- [Pointing entries for named objects]
━━━━
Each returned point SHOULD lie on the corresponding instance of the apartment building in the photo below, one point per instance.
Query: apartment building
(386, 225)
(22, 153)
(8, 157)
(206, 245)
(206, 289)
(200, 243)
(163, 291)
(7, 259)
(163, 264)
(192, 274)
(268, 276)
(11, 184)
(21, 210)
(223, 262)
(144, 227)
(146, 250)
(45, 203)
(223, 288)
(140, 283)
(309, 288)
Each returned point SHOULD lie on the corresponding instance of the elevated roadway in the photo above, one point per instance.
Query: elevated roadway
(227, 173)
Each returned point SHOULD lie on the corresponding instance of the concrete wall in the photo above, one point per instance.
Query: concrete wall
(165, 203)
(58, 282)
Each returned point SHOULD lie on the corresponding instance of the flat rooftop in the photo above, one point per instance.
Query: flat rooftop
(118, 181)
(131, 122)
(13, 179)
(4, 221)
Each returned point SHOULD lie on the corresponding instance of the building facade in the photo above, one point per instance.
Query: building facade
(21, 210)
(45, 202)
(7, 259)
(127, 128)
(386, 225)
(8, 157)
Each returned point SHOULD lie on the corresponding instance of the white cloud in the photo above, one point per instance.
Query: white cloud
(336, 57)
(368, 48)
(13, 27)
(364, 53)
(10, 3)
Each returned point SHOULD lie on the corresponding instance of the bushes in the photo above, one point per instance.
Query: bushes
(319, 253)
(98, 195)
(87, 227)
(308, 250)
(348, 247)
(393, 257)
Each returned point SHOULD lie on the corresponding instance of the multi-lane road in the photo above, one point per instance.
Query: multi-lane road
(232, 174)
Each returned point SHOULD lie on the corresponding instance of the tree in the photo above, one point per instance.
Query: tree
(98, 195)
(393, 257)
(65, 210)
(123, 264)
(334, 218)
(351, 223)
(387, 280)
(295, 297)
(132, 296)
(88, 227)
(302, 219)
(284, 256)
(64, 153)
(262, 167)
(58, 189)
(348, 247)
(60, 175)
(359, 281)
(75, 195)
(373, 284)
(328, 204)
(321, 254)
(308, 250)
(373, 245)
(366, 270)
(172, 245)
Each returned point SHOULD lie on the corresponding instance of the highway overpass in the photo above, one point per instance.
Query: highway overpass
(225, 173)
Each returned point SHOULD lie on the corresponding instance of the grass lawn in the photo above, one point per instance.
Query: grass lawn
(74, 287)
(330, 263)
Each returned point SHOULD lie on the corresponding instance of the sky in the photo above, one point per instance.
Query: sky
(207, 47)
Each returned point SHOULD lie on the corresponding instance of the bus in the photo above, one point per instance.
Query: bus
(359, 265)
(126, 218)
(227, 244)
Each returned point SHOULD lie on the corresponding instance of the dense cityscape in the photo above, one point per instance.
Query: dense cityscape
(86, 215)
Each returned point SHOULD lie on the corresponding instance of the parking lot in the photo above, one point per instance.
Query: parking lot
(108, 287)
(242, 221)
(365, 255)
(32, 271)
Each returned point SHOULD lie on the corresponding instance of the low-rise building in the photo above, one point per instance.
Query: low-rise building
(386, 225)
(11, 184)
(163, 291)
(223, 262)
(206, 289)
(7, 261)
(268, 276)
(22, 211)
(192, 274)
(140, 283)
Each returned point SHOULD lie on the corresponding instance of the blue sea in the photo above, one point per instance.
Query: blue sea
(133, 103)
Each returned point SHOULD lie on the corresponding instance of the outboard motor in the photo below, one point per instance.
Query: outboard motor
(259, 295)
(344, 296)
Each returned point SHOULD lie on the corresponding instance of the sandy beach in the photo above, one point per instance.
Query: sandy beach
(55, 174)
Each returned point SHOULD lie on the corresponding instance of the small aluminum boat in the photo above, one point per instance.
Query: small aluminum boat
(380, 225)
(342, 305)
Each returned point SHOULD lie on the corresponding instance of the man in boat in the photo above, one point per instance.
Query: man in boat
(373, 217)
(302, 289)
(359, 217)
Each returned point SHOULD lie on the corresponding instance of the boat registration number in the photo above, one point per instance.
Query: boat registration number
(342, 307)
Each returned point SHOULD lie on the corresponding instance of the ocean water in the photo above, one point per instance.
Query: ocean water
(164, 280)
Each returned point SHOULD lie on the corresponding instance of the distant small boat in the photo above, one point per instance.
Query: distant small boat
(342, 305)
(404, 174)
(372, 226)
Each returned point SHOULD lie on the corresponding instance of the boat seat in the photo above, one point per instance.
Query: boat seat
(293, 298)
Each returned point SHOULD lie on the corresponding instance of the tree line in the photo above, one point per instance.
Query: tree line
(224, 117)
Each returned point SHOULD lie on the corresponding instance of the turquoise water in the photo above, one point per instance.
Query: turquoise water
━━━━
- [EXERCISE REQUIREMENTS]
Render every line of the rows above as a JSON list of strings, one string per line, with blank lines omitted.

- [CORRECT RESULT]
[
  "Each returned point SHOULD lie on the corresponding instance of the apartment building in the photo below, one point per instance.",
  "Query: apartment building",
  "(386, 225)",
  "(22, 153)",
  "(8, 157)",
  "(206, 245)",
  "(206, 289)",
  "(200, 243)",
  "(163, 291)",
  "(7, 259)",
  "(163, 264)",
  "(192, 274)",
  "(268, 276)",
  "(11, 184)",
  "(21, 210)",
  "(223, 262)",
  "(144, 227)",
  "(146, 250)",
  "(45, 203)",
  "(223, 288)",
  "(140, 283)",
  "(309, 288)",
  "Each returned point SHOULD lie on the corresponding instance of the elevated roadway in the photo above, one point per instance.",
  "Query: elevated roadway",
  "(227, 173)",
  "Each returned point SHOULD lie on the corresponding instance of the concrete wall in the photo above, one point per instance.",
  "Query: concrete wall",
  "(165, 203)",
  "(58, 282)",
  "Each returned point SHOULD lie on the corresponding instance of the flat rooftop in the photo above, one point per instance.",
  "Query: flat rooftop",
  "(118, 181)",
  "(131, 122)",
  "(13, 179)",
  "(4, 221)",
  "Each returned point SHOULD lie on the corresponding instance of the building facade in the photo above, one point per instance.",
  "Query: building facade",
  "(21, 210)",
  "(45, 202)",
  "(7, 259)",
  "(127, 128)",
  "(386, 225)",
  "(8, 157)",
  "Each returned point SHOULD lie on the corresponding instance of the white cloud in the photo above, one point per instance.",
  "Query: white cloud",
  "(336, 57)",
  "(368, 48)",
  "(13, 27)",
  "(364, 53)",
  "(10, 3)",
  "Each returned point SHOULD lie on the corresponding instance of the bushes in the photo above, one point per instance.",
  "Query: bushes",
  "(319, 253)",
  "(98, 195)",
  "(87, 227)",
  "(308, 250)",
  "(348, 247)",
  "(393, 257)",
  "Each returned point SHOULD lie on the corresponding instance of the multi-lane road in the photo above, one point per instance.",
  "Query: multi-lane road",
  "(232, 174)",
  "Each returned point SHOULD lie on the corresponding instance of the tree in the photo above, one point per instance.",
  "Query: tree",
  "(98, 195)",
  "(393, 257)",
  "(65, 210)",
  "(123, 264)",
  "(334, 218)",
  "(351, 223)",
  "(387, 280)",
  "(295, 297)",
  "(132, 296)",
  "(88, 227)",
  "(302, 219)",
  "(284, 256)",
  "(64, 153)",
  "(262, 167)",
  "(58, 189)",
  "(348, 247)",
  "(60, 175)",
  "(359, 281)",
  "(75, 195)",
  "(373, 284)",
  "(328, 204)",
  "(321, 254)",
  "(308, 250)",
  "(373, 245)",
  "(366, 270)",
  "(172, 245)",
  "Each returned point SHOULD lie on the corresponding instance of the highway overpass in the photo above, one point per instance.",
  "Query: highway overpass",
  "(225, 173)",
  "Each returned point SHOULD lie on the corresponding instance of the grass lawn in the photo above, one point per instance.",
  "Query: grass lawn",
  "(74, 287)",
  "(330, 263)",
  "Each returned point SHOULD lie on the corresponding instance of the sky in the photo above, one point per instance.",
  "Query: sky",
  "(207, 47)",
  "Each returned point SHOULD lie on the corresponding instance of the bus in the photo above, one point per instance.",
  "Query: bus",
  "(359, 265)",
  "(126, 218)",
  "(227, 244)",
  "Each returned point SHOULD lie on the corresponding instance of the dense cityscape in the photo above, one point per instance.",
  "Query: dense cityscape",
  "(86, 215)",
  "Each returned point SHOULD lie on the corresponding instance of the parking lot in the photo above, one point per instance.",
  "Query: parking lot",
  "(108, 287)",
  "(242, 221)",
  "(365, 255)",
  "(32, 271)",
  "Each returned point SHOULD lie on the corresponding instance of the low-rise building in the photo above, one point per instance.",
  "Query: low-rise building",
  "(386, 225)",
  "(11, 184)",
  "(163, 291)",
  "(223, 262)",
  "(206, 289)",
  "(7, 261)",
  "(268, 276)",
  "(22, 211)",
  "(192, 274)",
  "(140, 283)",
  "Each returned point SHOULD lie on the corresponding instance of the blue sea in the photo above, one point per instance.",
  "Query: blue sea",
  "(133, 103)",
  "Each returned point SHOULD lie on the corresponding instance of the outboard motor in the photo below, one point per instance.",
  "Query: outboard motor",
  "(259, 295)",
  "(344, 296)",
  "Each returned point SHOULD lie on the corresponding instance of the sandy beach in the photo above, one point per instance.",
  "Query: sandy beach",
  "(55, 174)",
  "Each returned point SHOULD lie on the corresponding instance of the small aluminum boat in the photo above, one point per instance.",
  "Query: small aluminum boat",
  "(380, 225)",
  "(342, 305)",
  "Each returned point SHOULD lie on the corresponding instance of the man in boat in the photo above, one point per instance.",
  "Query: man in boat",
  "(373, 217)",
  "(302, 289)",
  "(359, 217)",
  "Each returned point SHOULD lie on the corresponding instance of the boat registration number in the photo above, one point per instance.",
  "Query: boat registration number",
  "(342, 307)",
  "Each returned point SHOULD lie on the corresponding instance of the ocean water in the photo above, one point per instance.",
  "Query: ocean water",
  "(164, 280)",
  "Each returned point SHOULD lie on the corresponding instance of the distant small boat in the photo above, one point per instance.",
  "Query: distant small boat",
  "(342, 305)",
  "(404, 174)",
  "(372, 226)",
  "Each returned point SHOULD lie on the corresponding instance of the boat seat in the photo above, one point per instance.",
  "Query: boat seat",
  "(293, 298)",
  "Each returned point SHOULD lie on the corresponding instance of the tree line in the photo above, one point per instance.",
  "Query: tree line",
  "(224, 117)",
  "Each returned point SHOULD lie on the corresponding instance of the turquoise water in the photo above, one point per instance.",
  "Query: turquoise water"
]